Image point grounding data
# # # #

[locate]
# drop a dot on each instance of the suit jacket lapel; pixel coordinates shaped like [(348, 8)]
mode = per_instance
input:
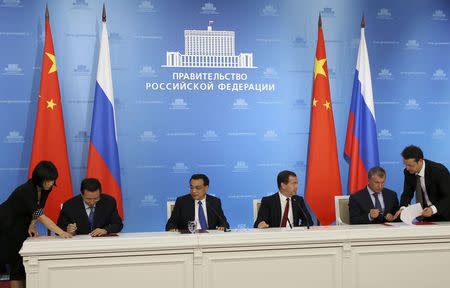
[(209, 214), (368, 199), (277, 210), (387, 201), (428, 179), (84, 216), (191, 204), (295, 210)]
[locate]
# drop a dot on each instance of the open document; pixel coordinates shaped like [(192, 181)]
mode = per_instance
[(410, 213)]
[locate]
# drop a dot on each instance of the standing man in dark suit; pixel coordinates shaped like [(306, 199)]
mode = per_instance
[(430, 181), (284, 208), (373, 204), (91, 212), (205, 210)]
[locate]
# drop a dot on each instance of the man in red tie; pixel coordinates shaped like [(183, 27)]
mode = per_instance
[(284, 208)]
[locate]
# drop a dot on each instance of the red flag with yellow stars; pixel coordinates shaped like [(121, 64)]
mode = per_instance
[(49, 142), (323, 181)]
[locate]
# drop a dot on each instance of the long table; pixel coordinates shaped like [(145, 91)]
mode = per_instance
[(335, 256)]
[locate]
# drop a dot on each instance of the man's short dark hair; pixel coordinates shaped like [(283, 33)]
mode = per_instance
[(283, 177), (44, 171), (378, 171), (412, 152), (91, 185), (200, 176)]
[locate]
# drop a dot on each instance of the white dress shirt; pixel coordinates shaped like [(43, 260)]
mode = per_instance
[(283, 205), (197, 221)]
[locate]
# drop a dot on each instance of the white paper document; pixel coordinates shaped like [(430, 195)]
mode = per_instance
[(410, 213)]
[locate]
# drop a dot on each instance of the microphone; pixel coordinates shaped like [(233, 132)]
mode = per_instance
[(294, 200), (221, 219)]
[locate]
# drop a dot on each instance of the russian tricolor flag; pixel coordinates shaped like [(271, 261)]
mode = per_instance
[(103, 158), (361, 145)]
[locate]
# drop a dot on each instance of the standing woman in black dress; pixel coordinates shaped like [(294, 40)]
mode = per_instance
[(18, 217)]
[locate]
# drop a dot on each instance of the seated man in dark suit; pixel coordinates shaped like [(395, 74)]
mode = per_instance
[(284, 208), (205, 210), (91, 212), (373, 204)]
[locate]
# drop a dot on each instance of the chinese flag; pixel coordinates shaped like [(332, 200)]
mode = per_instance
[(49, 142), (322, 179)]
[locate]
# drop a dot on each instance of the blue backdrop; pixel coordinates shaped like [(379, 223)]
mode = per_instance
[(239, 125)]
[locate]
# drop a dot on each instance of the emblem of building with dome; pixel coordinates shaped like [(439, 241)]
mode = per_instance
[(209, 49)]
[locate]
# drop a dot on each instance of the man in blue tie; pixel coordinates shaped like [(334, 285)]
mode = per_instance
[(91, 212), (373, 204), (198, 206)]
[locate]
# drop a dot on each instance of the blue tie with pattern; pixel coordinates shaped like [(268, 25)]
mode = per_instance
[(378, 203), (201, 216)]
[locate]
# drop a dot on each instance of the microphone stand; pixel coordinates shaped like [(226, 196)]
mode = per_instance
[(294, 199)]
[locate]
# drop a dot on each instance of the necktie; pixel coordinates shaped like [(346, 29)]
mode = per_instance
[(201, 216), (419, 192), (91, 218), (285, 214), (378, 203)]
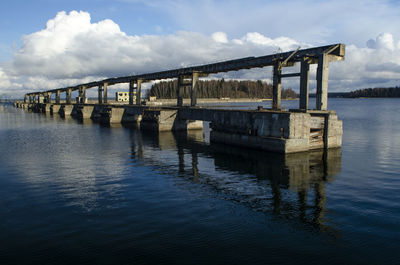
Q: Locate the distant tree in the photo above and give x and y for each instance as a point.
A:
(388, 92)
(218, 89)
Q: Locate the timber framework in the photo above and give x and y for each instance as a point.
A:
(272, 129)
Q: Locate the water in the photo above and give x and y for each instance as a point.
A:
(82, 193)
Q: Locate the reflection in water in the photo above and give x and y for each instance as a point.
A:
(291, 186)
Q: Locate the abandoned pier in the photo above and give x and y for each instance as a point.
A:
(275, 129)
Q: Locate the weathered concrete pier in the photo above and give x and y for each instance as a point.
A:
(275, 129)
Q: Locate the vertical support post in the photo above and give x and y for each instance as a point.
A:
(322, 82)
(193, 89)
(82, 94)
(139, 92)
(131, 88)
(277, 87)
(304, 84)
(58, 96)
(105, 93)
(68, 96)
(179, 99)
(100, 94)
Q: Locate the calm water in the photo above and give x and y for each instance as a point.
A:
(82, 193)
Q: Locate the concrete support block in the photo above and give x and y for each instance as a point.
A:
(334, 131)
(46, 108)
(116, 115)
(167, 120)
(66, 110)
(86, 112)
(54, 109)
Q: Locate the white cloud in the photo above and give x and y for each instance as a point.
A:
(72, 50)
(220, 37)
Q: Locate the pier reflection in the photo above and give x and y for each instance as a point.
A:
(290, 186)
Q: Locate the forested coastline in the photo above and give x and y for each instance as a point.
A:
(219, 89)
(379, 92)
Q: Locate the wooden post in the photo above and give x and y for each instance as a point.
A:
(277, 87)
(58, 97)
(83, 94)
(105, 93)
(304, 84)
(322, 82)
(68, 96)
(131, 88)
(100, 94)
(179, 99)
(139, 92)
(193, 89)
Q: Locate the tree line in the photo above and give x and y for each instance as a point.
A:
(219, 89)
(378, 92)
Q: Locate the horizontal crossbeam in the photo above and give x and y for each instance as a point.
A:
(334, 50)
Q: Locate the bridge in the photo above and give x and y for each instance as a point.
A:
(274, 129)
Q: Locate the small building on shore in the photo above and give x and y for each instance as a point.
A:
(124, 96)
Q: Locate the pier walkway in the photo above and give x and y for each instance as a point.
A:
(278, 130)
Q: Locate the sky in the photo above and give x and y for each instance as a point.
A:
(48, 44)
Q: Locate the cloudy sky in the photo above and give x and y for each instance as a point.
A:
(47, 44)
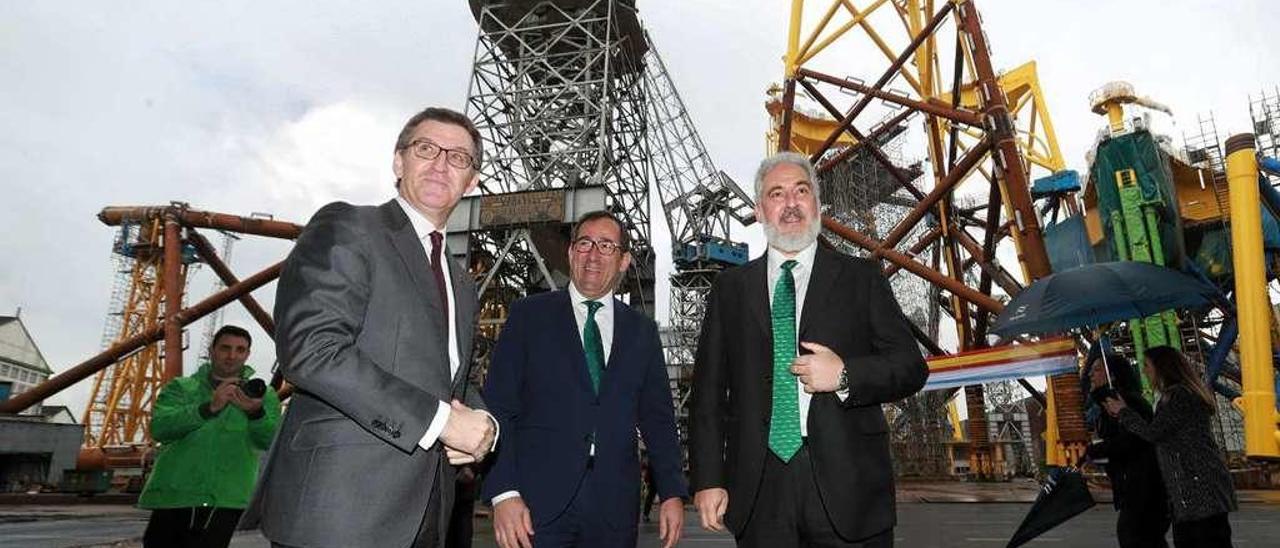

# # # #

## Task description
In the data above, find the line with "# drop a dot on each instance of the white dress" and the line with "# drop a dot on each instance of the white paper". Retype both, plus every line between them, exactly.

## Task output
# drop a dot on each instance of the white dress shirt; pixel coordinates shaped like [(43, 260)]
mode = per_instance
[(283, 205), (197, 221)]
[locate]
# drop a dot on each instance of the white paper document; pixel coordinates shaped like [(430, 195)]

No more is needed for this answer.